** Start SUPPLIED MATERIAL **

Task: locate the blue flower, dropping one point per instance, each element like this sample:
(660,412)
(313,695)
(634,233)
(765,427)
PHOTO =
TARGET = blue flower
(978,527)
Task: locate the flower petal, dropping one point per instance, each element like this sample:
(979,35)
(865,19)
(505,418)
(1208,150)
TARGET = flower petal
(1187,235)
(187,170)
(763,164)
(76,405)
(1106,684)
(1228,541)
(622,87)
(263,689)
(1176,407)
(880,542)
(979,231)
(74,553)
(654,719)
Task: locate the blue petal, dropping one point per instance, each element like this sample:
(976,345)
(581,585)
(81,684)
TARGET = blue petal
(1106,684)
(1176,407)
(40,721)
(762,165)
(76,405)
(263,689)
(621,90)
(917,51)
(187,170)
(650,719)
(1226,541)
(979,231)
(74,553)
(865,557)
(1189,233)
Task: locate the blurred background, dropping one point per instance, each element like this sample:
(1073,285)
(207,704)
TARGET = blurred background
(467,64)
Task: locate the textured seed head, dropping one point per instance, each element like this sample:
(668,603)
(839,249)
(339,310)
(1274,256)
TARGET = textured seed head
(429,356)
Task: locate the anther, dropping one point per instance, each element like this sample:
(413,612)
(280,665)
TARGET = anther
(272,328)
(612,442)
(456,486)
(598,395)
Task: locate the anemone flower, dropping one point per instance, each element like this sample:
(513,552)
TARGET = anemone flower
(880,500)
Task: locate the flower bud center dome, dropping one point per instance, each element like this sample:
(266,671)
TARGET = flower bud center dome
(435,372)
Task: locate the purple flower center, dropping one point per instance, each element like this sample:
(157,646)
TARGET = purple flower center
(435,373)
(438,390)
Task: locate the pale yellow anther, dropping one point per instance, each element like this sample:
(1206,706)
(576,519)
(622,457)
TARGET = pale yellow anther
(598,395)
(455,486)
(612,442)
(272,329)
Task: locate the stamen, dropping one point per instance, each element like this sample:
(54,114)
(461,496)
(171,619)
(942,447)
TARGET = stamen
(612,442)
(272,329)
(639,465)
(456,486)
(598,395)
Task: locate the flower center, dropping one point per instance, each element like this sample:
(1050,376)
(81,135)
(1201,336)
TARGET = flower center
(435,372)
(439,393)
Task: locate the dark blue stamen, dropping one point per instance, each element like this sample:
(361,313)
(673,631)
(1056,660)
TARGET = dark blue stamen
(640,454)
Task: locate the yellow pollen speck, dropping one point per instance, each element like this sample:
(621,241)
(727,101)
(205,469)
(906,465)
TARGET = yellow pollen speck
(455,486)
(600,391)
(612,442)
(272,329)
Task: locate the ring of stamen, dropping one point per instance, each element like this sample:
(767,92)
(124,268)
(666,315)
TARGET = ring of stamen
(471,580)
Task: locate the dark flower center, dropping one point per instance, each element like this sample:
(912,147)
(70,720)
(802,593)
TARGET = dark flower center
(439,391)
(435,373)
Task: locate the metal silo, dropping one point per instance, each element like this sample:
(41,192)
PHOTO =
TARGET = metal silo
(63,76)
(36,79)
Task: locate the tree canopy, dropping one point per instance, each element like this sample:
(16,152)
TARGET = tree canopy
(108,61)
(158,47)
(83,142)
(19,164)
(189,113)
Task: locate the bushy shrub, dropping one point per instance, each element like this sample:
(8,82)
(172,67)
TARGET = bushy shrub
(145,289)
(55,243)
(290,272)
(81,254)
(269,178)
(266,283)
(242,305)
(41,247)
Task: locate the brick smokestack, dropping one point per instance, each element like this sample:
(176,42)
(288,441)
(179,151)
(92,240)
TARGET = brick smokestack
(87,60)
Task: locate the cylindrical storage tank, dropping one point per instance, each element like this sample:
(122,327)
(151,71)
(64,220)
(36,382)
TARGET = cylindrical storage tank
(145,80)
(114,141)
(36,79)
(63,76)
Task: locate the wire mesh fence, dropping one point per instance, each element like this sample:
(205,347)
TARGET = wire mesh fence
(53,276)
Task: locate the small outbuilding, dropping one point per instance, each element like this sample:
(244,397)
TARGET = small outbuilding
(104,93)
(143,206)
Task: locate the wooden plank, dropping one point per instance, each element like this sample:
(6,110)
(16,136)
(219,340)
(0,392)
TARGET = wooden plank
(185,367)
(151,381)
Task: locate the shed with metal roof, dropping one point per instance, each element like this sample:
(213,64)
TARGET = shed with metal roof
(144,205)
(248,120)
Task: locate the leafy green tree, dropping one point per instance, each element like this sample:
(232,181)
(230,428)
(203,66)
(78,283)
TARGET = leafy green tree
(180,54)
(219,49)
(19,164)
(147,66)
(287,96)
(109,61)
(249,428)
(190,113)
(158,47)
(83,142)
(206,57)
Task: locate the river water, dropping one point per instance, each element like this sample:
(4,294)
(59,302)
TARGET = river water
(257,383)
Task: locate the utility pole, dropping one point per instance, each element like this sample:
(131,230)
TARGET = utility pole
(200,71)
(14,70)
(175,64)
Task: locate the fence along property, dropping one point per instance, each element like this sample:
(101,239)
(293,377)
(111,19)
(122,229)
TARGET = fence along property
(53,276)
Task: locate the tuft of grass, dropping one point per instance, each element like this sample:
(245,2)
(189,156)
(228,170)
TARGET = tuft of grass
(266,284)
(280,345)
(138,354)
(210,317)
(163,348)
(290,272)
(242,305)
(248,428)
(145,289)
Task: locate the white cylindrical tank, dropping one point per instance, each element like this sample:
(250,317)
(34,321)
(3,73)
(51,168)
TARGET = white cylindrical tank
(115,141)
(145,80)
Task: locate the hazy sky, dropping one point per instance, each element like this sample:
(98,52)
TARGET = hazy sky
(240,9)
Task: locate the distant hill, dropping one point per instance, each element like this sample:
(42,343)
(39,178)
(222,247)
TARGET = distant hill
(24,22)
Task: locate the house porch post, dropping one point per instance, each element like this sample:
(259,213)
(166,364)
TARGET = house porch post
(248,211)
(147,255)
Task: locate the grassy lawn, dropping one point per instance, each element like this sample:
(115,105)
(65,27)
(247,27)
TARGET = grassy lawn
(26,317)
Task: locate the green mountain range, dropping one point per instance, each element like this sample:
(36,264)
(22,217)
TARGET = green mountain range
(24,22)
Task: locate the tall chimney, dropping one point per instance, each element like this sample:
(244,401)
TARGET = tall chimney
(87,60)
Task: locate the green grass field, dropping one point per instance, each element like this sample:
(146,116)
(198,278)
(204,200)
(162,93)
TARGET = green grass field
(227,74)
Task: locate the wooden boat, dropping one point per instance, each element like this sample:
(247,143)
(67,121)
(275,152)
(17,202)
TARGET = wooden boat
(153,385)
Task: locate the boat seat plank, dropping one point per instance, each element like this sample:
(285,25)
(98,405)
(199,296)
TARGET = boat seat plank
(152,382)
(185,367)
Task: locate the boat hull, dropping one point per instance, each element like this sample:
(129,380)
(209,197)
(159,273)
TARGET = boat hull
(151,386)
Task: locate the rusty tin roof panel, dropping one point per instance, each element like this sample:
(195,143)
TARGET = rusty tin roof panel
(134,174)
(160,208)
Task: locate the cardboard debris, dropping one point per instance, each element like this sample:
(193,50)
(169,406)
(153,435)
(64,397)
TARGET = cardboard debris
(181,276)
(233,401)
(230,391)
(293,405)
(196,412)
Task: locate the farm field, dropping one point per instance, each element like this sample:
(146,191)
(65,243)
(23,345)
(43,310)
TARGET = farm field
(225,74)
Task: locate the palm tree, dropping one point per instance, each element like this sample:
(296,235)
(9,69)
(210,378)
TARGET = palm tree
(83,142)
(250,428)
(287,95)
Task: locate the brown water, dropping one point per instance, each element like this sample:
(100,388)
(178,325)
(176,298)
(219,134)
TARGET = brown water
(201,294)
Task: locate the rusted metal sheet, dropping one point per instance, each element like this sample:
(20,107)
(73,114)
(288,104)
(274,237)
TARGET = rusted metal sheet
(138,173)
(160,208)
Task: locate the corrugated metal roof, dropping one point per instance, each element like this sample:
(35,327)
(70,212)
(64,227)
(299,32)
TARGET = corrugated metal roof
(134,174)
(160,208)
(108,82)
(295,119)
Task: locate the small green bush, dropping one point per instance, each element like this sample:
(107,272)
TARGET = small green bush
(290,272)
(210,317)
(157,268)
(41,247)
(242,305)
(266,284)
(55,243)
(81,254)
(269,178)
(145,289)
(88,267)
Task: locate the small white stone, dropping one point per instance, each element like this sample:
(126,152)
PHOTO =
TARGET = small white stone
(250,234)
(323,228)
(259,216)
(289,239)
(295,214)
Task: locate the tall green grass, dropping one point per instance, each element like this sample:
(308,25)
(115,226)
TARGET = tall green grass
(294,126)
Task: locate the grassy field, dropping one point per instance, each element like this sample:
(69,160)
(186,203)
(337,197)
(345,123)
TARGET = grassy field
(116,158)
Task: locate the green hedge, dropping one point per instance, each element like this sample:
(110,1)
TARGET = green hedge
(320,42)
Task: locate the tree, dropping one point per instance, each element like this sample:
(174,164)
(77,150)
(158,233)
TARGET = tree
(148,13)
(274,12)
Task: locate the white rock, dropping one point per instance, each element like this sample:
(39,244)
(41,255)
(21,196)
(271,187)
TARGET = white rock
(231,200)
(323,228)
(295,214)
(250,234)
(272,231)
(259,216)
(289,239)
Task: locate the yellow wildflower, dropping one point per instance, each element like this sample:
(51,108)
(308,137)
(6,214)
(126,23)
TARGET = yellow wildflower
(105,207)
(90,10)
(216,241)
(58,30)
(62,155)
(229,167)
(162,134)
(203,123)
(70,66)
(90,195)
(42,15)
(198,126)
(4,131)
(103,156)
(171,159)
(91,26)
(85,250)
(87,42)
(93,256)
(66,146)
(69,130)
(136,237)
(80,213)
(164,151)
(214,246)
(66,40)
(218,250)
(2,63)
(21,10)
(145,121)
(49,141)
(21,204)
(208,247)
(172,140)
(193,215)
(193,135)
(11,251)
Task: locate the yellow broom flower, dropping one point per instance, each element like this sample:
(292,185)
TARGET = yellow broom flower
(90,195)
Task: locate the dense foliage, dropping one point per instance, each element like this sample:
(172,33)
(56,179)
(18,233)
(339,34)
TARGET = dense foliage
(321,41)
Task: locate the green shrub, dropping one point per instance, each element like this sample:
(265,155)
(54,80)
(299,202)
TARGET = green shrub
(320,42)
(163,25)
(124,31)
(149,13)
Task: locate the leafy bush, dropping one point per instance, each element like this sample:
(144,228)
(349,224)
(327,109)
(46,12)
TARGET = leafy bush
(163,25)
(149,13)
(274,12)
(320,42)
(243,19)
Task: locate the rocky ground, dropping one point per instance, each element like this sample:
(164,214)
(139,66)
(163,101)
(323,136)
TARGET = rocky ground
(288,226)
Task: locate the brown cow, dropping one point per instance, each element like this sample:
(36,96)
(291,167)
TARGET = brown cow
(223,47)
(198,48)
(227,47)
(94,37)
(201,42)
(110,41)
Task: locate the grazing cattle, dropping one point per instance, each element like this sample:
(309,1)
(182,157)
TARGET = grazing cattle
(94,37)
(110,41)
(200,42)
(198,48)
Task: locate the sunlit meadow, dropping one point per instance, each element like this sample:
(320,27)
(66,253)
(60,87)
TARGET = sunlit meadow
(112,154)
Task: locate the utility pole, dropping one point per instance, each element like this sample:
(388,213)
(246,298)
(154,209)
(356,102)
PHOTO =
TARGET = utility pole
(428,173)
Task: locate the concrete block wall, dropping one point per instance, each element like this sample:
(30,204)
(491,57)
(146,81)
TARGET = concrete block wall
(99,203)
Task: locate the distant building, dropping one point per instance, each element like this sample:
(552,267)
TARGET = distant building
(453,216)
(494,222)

** End SUPPLIED MATERIAL **

◆ TASK TO CARRY OUT ◆
Begin with the line that contains "Task: locate the sunlit" and quote each line after it exactly, stopping after the last line of the data.

◆ RIGHT ANSWER ◆
Task: locate the sunlit meadow, dropping one point per instance, each element like this sample:
(320,27)
(66,253)
(60,87)
TARGET = sunlit meadow
(112,154)
Task: locate the utility pole, dropping one point per instance, each element like this sample:
(388,213)
(246,298)
(154,209)
(356,102)
PHOTO =
TARGET = utility pole
(428,173)
Task: locate the concrete block wall, dropping one point per instance, each element like this sample:
(30,204)
(491,57)
(146,81)
TARGET = concrete block wall
(99,203)
Task: locate the distant building, dropping one point per instance, each element like this sample:
(552,267)
TARGET = distant building
(453,216)
(494,222)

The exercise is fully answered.